* [WHAT IS NEEDED]
Examine the data below and state how many lines contain "instance", offering no other words.

====

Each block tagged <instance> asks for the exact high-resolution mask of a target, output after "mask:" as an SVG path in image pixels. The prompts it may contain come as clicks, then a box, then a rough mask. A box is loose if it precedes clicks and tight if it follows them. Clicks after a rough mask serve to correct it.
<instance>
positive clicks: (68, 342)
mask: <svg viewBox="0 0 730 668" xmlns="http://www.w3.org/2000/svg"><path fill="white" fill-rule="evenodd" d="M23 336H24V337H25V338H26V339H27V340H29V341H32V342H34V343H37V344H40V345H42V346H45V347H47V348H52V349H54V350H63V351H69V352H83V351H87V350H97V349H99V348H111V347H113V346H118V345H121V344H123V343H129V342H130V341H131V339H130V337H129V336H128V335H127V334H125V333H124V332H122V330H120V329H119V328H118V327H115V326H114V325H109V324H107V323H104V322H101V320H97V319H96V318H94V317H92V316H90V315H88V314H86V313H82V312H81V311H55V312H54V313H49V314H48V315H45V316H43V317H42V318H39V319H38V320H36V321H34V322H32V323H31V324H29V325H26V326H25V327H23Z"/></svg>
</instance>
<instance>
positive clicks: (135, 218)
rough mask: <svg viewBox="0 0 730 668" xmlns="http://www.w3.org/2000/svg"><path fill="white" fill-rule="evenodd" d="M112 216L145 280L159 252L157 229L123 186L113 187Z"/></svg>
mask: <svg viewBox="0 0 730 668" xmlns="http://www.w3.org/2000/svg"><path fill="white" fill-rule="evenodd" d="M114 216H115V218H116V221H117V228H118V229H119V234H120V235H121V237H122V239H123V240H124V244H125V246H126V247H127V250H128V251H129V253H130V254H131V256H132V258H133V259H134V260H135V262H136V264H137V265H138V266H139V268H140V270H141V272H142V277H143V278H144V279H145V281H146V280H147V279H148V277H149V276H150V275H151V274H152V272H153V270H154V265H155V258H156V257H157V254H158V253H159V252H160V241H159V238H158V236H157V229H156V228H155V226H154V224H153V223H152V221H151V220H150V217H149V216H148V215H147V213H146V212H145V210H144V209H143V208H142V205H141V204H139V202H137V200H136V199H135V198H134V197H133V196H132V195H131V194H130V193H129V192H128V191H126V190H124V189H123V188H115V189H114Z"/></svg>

====

* [RESULT FOR THIS TASK]
4